(Records from a data collection)
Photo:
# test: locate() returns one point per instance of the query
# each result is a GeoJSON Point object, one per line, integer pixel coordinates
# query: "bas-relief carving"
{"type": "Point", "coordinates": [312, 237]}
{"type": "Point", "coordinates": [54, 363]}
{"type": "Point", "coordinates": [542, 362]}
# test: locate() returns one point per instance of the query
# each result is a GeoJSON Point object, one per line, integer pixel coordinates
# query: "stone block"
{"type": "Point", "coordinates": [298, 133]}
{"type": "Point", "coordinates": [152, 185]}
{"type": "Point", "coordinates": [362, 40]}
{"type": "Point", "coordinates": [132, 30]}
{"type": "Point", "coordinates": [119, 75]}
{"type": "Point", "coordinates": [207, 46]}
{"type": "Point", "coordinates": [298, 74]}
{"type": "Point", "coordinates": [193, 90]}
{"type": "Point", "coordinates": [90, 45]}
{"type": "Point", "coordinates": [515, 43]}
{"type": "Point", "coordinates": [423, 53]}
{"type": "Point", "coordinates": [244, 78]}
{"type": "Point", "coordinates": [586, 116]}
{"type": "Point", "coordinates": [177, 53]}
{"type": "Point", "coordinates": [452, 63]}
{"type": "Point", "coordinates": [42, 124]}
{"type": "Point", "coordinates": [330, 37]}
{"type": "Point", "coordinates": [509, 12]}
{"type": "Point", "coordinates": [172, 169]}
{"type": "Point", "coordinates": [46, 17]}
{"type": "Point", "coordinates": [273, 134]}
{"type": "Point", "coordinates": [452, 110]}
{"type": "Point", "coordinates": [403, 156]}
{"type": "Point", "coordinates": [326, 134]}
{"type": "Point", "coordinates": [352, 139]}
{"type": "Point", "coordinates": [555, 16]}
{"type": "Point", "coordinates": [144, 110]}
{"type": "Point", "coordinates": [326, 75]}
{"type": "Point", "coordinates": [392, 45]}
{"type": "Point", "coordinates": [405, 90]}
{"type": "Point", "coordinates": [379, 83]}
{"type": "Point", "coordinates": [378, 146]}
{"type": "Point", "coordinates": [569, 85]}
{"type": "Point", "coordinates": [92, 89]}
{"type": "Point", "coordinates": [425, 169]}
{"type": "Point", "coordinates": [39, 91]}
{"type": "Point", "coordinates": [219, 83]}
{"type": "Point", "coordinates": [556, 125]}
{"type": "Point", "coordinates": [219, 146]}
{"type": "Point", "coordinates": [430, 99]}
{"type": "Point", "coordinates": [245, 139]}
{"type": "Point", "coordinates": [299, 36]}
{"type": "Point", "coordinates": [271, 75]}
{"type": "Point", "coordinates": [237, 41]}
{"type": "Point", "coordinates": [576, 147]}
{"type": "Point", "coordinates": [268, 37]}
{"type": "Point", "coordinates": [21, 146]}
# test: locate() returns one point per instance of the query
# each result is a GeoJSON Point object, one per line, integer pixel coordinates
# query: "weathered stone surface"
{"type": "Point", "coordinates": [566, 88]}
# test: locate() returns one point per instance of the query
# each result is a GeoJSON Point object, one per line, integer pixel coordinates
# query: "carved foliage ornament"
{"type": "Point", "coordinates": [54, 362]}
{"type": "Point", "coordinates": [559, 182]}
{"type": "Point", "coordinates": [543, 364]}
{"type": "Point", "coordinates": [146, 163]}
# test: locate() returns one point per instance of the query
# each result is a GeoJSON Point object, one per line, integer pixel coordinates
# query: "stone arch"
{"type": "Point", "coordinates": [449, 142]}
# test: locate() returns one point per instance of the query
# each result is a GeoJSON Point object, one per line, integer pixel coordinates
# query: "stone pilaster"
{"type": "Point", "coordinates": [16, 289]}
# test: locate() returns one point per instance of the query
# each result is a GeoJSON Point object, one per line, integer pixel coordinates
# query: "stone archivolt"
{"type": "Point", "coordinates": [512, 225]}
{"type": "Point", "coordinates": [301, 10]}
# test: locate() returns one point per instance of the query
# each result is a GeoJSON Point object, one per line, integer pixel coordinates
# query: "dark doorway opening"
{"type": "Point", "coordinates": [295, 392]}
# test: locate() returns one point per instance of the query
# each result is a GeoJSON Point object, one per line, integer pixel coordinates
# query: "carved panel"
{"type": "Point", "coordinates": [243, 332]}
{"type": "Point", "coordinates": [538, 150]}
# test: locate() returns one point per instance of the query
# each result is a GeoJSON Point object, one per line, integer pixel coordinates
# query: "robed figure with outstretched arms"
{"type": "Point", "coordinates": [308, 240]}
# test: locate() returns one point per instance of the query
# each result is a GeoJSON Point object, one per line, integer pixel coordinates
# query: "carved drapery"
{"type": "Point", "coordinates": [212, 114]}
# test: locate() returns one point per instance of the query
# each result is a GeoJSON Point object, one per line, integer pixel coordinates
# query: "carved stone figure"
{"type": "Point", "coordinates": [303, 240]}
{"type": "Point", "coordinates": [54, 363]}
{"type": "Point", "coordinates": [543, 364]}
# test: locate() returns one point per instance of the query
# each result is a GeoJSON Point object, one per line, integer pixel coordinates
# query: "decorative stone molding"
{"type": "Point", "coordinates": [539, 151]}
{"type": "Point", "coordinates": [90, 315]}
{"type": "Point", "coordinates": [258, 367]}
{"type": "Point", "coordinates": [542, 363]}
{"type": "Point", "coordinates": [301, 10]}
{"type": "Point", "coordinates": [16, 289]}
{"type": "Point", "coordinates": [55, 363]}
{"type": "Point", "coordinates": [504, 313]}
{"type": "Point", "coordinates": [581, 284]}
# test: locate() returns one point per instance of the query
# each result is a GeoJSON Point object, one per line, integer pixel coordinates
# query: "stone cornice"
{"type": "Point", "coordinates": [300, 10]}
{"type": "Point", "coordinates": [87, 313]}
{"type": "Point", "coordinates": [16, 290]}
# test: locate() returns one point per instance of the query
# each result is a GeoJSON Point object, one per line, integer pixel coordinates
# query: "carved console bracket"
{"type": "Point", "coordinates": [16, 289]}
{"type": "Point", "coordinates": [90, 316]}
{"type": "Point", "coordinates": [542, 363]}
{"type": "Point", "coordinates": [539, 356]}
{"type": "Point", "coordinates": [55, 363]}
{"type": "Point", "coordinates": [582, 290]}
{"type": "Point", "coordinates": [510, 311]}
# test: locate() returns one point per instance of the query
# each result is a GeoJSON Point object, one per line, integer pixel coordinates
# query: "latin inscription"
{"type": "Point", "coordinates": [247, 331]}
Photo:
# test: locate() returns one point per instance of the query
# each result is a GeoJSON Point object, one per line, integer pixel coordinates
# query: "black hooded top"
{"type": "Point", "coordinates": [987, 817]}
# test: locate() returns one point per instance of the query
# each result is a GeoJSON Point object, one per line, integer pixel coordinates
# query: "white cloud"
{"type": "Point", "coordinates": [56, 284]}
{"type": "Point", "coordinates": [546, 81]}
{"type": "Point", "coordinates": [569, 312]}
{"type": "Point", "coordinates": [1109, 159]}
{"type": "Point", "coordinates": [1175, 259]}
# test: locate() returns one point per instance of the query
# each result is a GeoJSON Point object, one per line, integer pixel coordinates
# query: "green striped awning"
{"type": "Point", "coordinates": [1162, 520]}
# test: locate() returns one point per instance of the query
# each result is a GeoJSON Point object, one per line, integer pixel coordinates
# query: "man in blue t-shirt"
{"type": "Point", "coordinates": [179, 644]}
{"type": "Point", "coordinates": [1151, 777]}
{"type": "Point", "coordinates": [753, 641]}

Work to be completed:
Transcribe every line of the records exactly, please.

Solution to this task:
Photo:
# test: locate() returns one point per instance of the query
# each result is a GeoJSON Point object, one per line, integer pixel coordinates
# query: "bas-relief carving"
{"type": "Point", "coordinates": [312, 237]}
{"type": "Point", "coordinates": [54, 363]}
{"type": "Point", "coordinates": [542, 362]}
# test: locate() returns one point per instance of the query
# each result is a GeoJSON Point object, one per line, integer pixel coordinates
# query: "stone block"
{"type": "Point", "coordinates": [298, 133]}
{"type": "Point", "coordinates": [152, 185]}
{"type": "Point", "coordinates": [362, 40]}
{"type": "Point", "coordinates": [132, 30]}
{"type": "Point", "coordinates": [119, 75]}
{"type": "Point", "coordinates": [207, 46]}
{"type": "Point", "coordinates": [298, 74]}
{"type": "Point", "coordinates": [193, 90]}
{"type": "Point", "coordinates": [90, 45]}
{"type": "Point", "coordinates": [515, 43]}
{"type": "Point", "coordinates": [423, 53]}
{"type": "Point", "coordinates": [244, 78]}
{"type": "Point", "coordinates": [586, 116]}
{"type": "Point", "coordinates": [177, 53]}
{"type": "Point", "coordinates": [452, 63]}
{"type": "Point", "coordinates": [42, 124]}
{"type": "Point", "coordinates": [330, 37]}
{"type": "Point", "coordinates": [509, 12]}
{"type": "Point", "coordinates": [172, 169]}
{"type": "Point", "coordinates": [46, 17]}
{"type": "Point", "coordinates": [273, 134]}
{"type": "Point", "coordinates": [452, 110]}
{"type": "Point", "coordinates": [403, 156]}
{"type": "Point", "coordinates": [326, 134]}
{"type": "Point", "coordinates": [352, 139]}
{"type": "Point", "coordinates": [555, 16]}
{"type": "Point", "coordinates": [144, 110]}
{"type": "Point", "coordinates": [326, 75]}
{"type": "Point", "coordinates": [392, 45]}
{"type": "Point", "coordinates": [405, 90]}
{"type": "Point", "coordinates": [379, 83]}
{"type": "Point", "coordinates": [378, 146]}
{"type": "Point", "coordinates": [569, 85]}
{"type": "Point", "coordinates": [92, 89]}
{"type": "Point", "coordinates": [425, 169]}
{"type": "Point", "coordinates": [39, 91]}
{"type": "Point", "coordinates": [219, 83]}
{"type": "Point", "coordinates": [556, 125]}
{"type": "Point", "coordinates": [219, 146]}
{"type": "Point", "coordinates": [430, 99]}
{"type": "Point", "coordinates": [245, 139]}
{"type": "Point", "coordinates": [299, 36]}
{"type": "Point", "coordinates": [271, 75]}
{"type": "Point", "coordinates": [237, 41]}
{"type": "Point", "coordinates": [576, 147]}
{"type": "Point", "coordinates": [268, 37]}
{"type": "Point", "coordinates": [21, 146]}
# test: locate() returns one point per instance of the query
# each result is a GeoJSON Point object, one per line, integer pixel coordinates
# query: "weathered stone surface"
{"type": "Point", "coordinates": [566, 88]}
# test: locate() returns one point per instance of the query
# each result is a GeoJSON Point object, one per line, integer pixel coordinates
# query: "carved foliage ornament"
{"type": "Point", "coordinates": [54, 362]}
{"type": "Point", "coordinates": [559, 182]}
{"type": "Point", "coordinates": [543, 364]}
{"type": "Point", "coordinates": [146, 163]}
# test: locate() returns one point per instance of the query
# each result is a GeoJSON Point object, one per line, integer pixel coordinates
# query: "stone arch"
{"type": "Point", "coordinates": [449, 142]}
# test: locate() returns one point per instance of the query
# each result is a GeoJSON Point object, one per line, integer pixel coordinates
# query: "stone pilaster"
{"type": "Point", "coordinates": [16, 289]}
# test: locate() returns one point per instance of the query
# each result is a GeoJSON Point object, one per line, integer pixel coordinates
# query: "stone archivolt"
{"type": "Point", "coordinates": [512, 225]}
{"type": "Point", "coordinates": [301, 10]}
# test: locate() returns one point per instance of the query
# each result is a GeoJSON Point object, one per line, integer pixel coordinates
# query: "dark doorway opening"
{"type": "Point", "coordinates": [295, 392]}
# test: locate() returns one point per instance of the query
# each result is a GeoJSON Point object, one per line, integer pixel coordinates
# query: "carved panel"
{"type": "Point", "coordinates": [243, 332]}
{"type": "Point", "coordinates": [538, 150]}
# test: locate() returns one point per instance of the query
# each result is a GeoJSON Point object, one per line, integer pixel coordinates
# query: "robed figure with outstretched arms"
{"type": "Point", "coordinates": [308, 240]}
# test: locate() returns one point per instance of the query
# each result is a GeoJSON Point object, one per line, integer pixel coordinates
# query: "carved drapery"
{"type": "Point", "coordinates": [212, 114]}
# test: locate() returns one point per instance of the query
# each result is a GeoJSON Point object, one per line, integer pixel coordinates
# query: "carved stone figure"
{"type": "Point", "coordinates": [303, 240]}
{"type": "Point", "coordinates": [54, 363]}
{"type": "Point", "coordinates": [543, 364]}
# test: locate() returns one point per instance of the query
# each result is a GeoJSON Point object, one per line, integer pixel coordinates
# query: "decorative stone molding"
{"type": "Point", "coordinates": [539, 151]}
{"type": "Point", "coordinates": [90, 315]}
{"type": "Point", "coordinates": [258, 367]}
{"type": "Point", "coordinates": [542, 363]}
{"type": "Point", "coordinates": [301, 10]}
{"type": "Point", "coordinates": [16, 289]}
{"type": "Point", "coordinates": [55, 363]}
{"type": "Point", "coordinates": [504, 313]}
{"type": "Point", "coordinates": [581, 284]}
# test: locate() returns one point per instance of the query
# each result is a GeoJSON Point object, one per line, integer pixel coordinates
# query: "stone cornice"
{"type": "Point", "coordinates": [300, 10]}
{"type": "Point", "coordinates": [87, 313]}
{"type": "Point", "coordinates": [16, 290]}
# test: locate() returns one point per instance of the query
# each result is a GeoJSON Point object, one per line, integer pixel coordinates
# query: "carved console bracket"
{"type": "Point", "coordinates": [16, 289]}
{"type": "Point", "coordinates": [90, 316]}
{"type": "Point", "coordinates": [542, 363]}
{"type": "Point", "coordinates": [539, 356]}
{"type": "Point", "coordinates": [55, 363]}
{"type": "Point", "coordinates": [582, 290]}
{"type": "Point", "coordinates": [510, 311]}
# test: locate() returns one point per instance of the query
# each result is a GeoJSON Point object, one per line, integer pixel coordinates
# query: "latin inscription"
{"type": "Point", "coordinates": [247, 331]}
Photo:
# test: locate() returns one point per instance of the query
# each result is a GeoJSON Point object, one per line, integer pixel coordinates
# query: "black hooded top"
{"type": "Point", "coordinates": [987, 817]}
# test: locate() returns one point per instance of the query
# each result is a GeoJSON Point object, one per line, integer pixel coordinates
# query: "white cloud"
{"type": "Point", "coordinates": [56, 284]}
{"type": "Point", "coordinates": [546, 81]}
{"type": "Point", "coordinates": [569, 312]}
{"type": "Point", "coordinates": [1109, 159]}
{"type": "Point", "coordinates": [1175, 259]}
# test: locate() returns one point per instance of the query
# each result is a GeoJSON Point object, one per line, integer pixel coordinates
# query: "green striped awning"
{"type": "Point", "coordinates": [1162, 520]}
# test: locate() returns one point per instance of the query
# each result is a GeoJSON Point object, one per line, integer pixel coordinates
# query: "man in blue t-shirt"
{"type": "Point", "coordinates": [179, 644]}
{"type": "Point", "coordinates": [1151, 777]}
{"type": "Point", "coordinates": [753, 641]}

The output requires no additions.